_Task statement_
Reproduce every one of the records below word for word, keeping each line and the original order intact.

* * *

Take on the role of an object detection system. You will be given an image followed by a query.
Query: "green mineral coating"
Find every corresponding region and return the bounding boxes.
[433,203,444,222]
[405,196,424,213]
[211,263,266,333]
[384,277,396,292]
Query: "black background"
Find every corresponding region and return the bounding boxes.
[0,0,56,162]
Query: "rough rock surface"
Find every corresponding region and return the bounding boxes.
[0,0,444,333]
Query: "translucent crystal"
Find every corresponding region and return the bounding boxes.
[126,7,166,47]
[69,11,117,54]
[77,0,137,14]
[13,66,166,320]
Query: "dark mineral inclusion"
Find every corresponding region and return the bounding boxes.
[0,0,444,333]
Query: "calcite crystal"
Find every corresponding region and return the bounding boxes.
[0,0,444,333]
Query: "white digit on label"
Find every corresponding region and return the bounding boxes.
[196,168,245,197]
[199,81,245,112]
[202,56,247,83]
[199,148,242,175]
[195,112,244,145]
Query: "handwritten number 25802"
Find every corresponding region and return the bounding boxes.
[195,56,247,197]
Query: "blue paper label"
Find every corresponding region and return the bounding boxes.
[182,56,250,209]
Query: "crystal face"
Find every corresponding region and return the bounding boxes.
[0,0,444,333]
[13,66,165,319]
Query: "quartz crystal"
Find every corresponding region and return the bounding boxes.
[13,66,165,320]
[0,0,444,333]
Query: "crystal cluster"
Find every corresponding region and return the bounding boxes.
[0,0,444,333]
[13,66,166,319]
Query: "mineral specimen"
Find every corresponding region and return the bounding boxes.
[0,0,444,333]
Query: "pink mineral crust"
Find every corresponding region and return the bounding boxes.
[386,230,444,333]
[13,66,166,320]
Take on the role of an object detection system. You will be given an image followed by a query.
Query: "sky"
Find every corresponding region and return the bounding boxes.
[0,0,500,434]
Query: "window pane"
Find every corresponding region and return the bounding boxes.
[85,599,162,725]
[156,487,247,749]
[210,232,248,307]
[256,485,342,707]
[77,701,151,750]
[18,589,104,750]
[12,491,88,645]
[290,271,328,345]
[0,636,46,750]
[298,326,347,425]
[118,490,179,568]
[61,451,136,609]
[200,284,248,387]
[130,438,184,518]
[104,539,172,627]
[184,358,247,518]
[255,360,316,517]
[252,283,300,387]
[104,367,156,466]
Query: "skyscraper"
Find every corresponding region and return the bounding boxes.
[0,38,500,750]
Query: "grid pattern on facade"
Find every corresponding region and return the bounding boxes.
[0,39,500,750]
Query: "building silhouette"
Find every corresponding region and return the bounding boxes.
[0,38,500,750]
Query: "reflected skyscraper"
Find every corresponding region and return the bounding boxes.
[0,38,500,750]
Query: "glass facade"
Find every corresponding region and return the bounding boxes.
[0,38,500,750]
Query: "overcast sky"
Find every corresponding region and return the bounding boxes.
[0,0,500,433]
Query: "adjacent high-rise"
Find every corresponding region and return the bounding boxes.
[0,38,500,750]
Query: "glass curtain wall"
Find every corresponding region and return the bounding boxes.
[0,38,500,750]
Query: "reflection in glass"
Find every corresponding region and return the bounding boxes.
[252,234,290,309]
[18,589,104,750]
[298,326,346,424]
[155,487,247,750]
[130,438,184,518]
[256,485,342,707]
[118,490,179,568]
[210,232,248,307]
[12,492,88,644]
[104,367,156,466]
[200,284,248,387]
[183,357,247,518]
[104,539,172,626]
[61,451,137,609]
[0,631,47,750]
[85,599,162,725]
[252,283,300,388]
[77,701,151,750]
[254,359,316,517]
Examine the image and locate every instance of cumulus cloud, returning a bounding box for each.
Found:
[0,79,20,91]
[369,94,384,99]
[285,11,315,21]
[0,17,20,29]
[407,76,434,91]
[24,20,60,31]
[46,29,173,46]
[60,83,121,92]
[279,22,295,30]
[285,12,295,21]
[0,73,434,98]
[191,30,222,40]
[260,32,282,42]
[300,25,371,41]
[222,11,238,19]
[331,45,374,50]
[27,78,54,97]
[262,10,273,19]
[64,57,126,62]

* * *

_Reply to the exercise_
Take on the role of an object detection system. You will be given an image followed by a query.
Query: "green mineral coating"
Find every corresponding region and return the bounding boxes.
[433,203,444,222]
[405,196,424,213]
[211,263,266,333]
[384,277,396,292]
Query: "black background"
Find every corresponding region and return the bounding boxes.
[0,0,56,162]
Query: "rough rock surface"
Find every corresponding region and return the bounding boxes.
[0,0,444,333]
Query: "translucent crystal"
Find every corresponding region and return the bounding boxes.
[126,7,166,47]
[69,11,117,54]
[77,0,137,14]
[13,66,166,320]
Query: "dark mineral inclusion"
Find every corresponding region and return the bounding boxes.
[0,0,444,333]
Query: "calcite crystal"
Find every corresponding region and return the bounding boxes.
[0,0,444,333]
Query: "white digit on label"
Find every corresponding region and return the bounding boxes.
[196,168,245,197]
[199,81,245,112]
[202,56,247,83]
[199,148,242,175]
[195,112,244,145]
Query: "handwritten number 25802"
Find every corresponding region and return the bounding boxes.
[195,56,247,197]
Query: "blue paper label"
Find every corresponding region and return the bounding boxes.
[182,56,250,209]
Query: "crystal face"
Find every corresponding region and return the bounding boxes.
[0,0,444,333]
[13,66,165,319]
Query: "quartz crystal"
Find every corresponding region and return the bounding boxes.
[13,66,165,320]
[0,0,444,333]
Query: "crystal cluster"
Find every corresponding region and return the bounding boxes.
[0,0,444,333]
[13,66,166,319]
Query: "mineral specimen"
Find every corresponding region and return the bounding boxes.
[0,0,444,333]
Query: "pink mineral crust"
Find every corresponding region and return the bounding boxes.
[386,230,444,333]
[13,66,166,320]
Take on the role of an object detection system. You will be given an image followed by a query.
Query: "sky"
Find every corresponding region and return the bounding boxes.
[0,0,500,434]
Query: "window pane"
Find every corresponding region and return the bounding boxes.
[85,599,162,725]
[156,487,247,749]
[210,232,248,307]
[256,485,342,707]
[77,701,151,750]
[18,589,104,750]
[12,491,88,645]
[290,271,328,345]
[0,636,46,750]
[298,326,347,425]
[118,490,179,568]
[61,451,136,609]
[200,284,248,387]
[130,438,184,518]
[104,539,172,627]
[184,358,247,518]
[255,360,316,517]
[252,283,300,387]
[104,367,156,466]
Query: "skyscraper"
Find every corresponding region and return the bounding boxes.
[0,38,500,750]
Query: "grid pattern on facade"
Find every corresponding region and return the bounding boxes.
[0,39,500,750]
Query: "building silhouette"
Find every corresponding region and return the bounding boxes.
[0,38,500,750]
Query: "reflected skyscraper"
Find every corresponding region and return the bounding boxes.
[0,38,500,750]
Query: "glass facade"
Find every corresponding region and return the bounding boxes.
[0,38,500,750]
Query: "overcast sky"
Find every corresponding region and return the bounding boxes.
[0,0,500,433]
Query: "adjacent high-rise"
Find every corresponding region and return the bounding boxes.
[0,38,500,750]
Query: "glass curtain wall"
Find every corresponding region and return the bounding boxes.
[0,38,500,750]
Query: "reflection in glass"
Find every corresponding region and return the bounding boxes.
[252,234,290,309]
[18,589,104,750]
[298,326,346,424]
[155,487,247,750]
[130,438,184,518]
[256,485,342,707]
[118,490,179,568]
[210,232,248,307]
[12,492,88,644]
[104,367,156,466]
[200,284,248,387]
[183,357,247,518]
[104,539,172,626]
[61,451,137,609]
[0,631,47,750]
[85,599,162,725]
[252,283,300,388]
[77,701,151,750]
[254,359,316,517]
Examine the image and locate every instance of cumulus cloud, returning a bounding box for each.
Found:
[0,79,20,91]
[369,94,384,99]
[285,11,315,21]
[0,17,20,29]
[407,76,434,91]
[24,20,60,31]
[46,29,173,46]
[60,83,121,92]
[279,22,295,30]
[285,12,295,21]
[0,73,434,98]
[191,30,222,40]
[260,32,282,42]
[300,25,371,41]
[222,11,238,19]
[331,45,374,50]
[27,78,54,97]
[262,10,273,19]
[64,57,126,62]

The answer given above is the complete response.